### REQUIRED WORK
Give back exactly the lines from the one containing "the green foliage" through the end of the records, including both, and no others.

** Start **

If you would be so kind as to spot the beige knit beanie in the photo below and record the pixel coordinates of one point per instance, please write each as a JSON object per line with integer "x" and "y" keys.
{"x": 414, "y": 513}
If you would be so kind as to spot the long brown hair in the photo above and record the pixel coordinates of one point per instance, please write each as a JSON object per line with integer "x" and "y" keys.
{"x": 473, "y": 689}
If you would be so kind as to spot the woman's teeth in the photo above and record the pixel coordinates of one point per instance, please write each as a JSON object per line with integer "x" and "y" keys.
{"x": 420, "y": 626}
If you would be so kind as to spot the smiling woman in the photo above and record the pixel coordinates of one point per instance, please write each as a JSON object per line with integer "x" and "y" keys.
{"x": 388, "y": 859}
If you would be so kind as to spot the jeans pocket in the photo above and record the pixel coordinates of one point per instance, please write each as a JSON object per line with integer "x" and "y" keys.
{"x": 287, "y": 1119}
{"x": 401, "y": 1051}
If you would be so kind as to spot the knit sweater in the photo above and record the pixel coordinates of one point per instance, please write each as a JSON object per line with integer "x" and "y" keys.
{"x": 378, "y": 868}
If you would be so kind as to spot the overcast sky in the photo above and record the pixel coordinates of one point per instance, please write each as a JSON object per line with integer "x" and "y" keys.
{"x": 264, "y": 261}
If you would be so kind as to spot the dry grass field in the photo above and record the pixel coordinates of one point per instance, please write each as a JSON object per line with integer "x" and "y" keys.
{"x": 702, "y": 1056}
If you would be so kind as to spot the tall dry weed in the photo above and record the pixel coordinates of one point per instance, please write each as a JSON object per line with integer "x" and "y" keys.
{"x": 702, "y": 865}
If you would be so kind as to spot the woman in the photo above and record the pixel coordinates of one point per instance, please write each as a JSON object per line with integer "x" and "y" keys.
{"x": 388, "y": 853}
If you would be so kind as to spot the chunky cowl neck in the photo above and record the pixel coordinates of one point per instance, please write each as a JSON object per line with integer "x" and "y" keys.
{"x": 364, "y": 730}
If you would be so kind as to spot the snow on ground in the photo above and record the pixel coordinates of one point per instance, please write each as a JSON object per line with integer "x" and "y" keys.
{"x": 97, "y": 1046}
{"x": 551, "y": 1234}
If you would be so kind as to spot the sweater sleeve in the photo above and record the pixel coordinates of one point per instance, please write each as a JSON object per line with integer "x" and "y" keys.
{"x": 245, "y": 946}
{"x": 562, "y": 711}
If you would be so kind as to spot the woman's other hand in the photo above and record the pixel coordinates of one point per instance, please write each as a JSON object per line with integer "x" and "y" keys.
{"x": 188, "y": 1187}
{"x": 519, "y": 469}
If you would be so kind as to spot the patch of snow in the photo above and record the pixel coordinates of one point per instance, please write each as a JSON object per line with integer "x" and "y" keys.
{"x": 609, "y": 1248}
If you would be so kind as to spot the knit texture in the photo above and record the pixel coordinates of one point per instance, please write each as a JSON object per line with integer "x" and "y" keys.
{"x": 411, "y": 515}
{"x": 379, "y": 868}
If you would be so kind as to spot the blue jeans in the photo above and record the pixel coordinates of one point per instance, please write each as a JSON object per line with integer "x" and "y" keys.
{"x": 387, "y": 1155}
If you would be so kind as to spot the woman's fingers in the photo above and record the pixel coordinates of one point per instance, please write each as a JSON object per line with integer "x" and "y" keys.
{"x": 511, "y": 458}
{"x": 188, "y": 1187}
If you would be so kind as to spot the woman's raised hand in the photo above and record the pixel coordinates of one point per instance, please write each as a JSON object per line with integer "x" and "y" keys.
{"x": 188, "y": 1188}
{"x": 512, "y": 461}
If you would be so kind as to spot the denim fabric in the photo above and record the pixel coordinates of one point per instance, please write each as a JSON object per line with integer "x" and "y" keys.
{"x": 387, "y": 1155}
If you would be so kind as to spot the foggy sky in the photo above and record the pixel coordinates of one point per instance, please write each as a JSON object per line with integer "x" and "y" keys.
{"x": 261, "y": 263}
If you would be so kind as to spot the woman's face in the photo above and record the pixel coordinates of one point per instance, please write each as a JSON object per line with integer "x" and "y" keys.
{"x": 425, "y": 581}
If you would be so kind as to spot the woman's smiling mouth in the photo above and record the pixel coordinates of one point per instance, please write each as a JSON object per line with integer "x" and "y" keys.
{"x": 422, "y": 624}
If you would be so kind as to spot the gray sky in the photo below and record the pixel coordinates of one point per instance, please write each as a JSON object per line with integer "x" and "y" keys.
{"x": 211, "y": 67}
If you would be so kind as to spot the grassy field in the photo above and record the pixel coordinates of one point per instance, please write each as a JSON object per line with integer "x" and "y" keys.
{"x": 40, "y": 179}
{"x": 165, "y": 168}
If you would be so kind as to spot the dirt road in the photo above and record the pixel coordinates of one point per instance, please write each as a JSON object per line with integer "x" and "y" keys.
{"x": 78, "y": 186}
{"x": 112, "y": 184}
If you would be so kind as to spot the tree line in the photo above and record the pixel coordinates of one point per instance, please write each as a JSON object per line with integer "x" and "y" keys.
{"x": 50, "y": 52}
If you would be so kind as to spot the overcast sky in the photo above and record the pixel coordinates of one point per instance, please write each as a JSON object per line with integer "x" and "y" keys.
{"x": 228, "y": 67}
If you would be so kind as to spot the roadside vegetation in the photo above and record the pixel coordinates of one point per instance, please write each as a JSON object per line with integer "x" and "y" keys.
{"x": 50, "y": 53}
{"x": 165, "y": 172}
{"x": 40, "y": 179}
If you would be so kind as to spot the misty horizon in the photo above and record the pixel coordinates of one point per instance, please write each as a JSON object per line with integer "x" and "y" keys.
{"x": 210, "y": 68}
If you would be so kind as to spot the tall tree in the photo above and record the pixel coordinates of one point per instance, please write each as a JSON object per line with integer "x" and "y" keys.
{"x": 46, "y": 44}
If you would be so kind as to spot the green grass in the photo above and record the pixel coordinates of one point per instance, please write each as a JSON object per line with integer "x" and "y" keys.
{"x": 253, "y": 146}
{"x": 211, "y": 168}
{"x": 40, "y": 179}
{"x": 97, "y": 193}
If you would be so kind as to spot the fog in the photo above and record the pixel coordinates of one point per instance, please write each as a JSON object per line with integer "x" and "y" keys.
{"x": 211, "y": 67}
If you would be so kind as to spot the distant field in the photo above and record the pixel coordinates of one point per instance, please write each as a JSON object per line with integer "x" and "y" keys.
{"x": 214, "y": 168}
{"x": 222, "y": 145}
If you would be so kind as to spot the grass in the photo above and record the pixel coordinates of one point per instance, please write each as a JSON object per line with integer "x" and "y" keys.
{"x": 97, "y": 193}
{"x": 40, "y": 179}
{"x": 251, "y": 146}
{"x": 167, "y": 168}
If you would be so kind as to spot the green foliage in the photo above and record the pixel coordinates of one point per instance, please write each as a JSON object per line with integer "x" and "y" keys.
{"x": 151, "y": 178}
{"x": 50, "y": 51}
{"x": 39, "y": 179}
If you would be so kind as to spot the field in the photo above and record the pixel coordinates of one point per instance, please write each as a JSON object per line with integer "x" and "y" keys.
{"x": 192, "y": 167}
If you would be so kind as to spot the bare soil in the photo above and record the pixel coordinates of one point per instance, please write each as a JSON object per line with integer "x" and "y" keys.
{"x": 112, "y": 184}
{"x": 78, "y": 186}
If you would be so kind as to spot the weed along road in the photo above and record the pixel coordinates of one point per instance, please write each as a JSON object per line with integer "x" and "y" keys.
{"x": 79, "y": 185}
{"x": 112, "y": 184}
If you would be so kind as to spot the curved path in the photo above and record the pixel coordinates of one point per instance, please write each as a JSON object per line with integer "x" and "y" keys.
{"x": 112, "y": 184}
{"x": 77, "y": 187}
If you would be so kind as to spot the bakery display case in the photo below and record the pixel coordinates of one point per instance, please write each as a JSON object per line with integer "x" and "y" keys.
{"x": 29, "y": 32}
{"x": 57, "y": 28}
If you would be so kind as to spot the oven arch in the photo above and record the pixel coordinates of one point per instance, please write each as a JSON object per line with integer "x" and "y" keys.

** End **

### SOLUTION TO THE PROBLEM
If you would be so kind as to spot the green foliage in the photo above and record the pixel coordinates of one point per instance, please write each as a JSON object per line with integer "x" and "y" keys.
{"x": 151, "y": 178}
{"x": 50, "y": 51}
{"x": 39, "y": 179}
If you would be so kind as to spot the field in the photo above and record the pixel coordinates of one point per instance, please write each as a JSON object per line with integer "x" and "y" keys.
{"x": 192, "y": 167}
If you would be so kind as to spot the bare soil in the photo above and record the pixel coordinates of one point per instance, please write each as a JSON object per line with integer "x" and "y" keys.
{"x": 112, "y": 184}
{"x": 78, "y": 186}
If you would be so kind as to spot the weed along road in the photo above and record the pixel coordinates of one point per instance, please write each as a JSON object per line with integer "x" and "y" keys.
{"x": 79, "y": 185}
{"x": 112, "y": 184}
If you would be so kind as to spot the curved path in the photo above and record the pixel coordinates of one point per instance, please write each as a JSON object per line with integer "x" and "y" keys.
{"x": 112, "y": 184}
{"x": 77, "y": 187}
If you would be so kind as to spot the bakery display case in the photo below and record the pixel coordinates of one point per instance, please write each as a JSON object per line with integer "x" and "y" keys.
{"x": 29, "y": 32}
{"x": 57, "y": 28}
If you would be so kind as to spot the oven arch in the photo above and record the pixel coordinates of one point per instance, please write each as a JSON object per line with integer "x" and "y" keys.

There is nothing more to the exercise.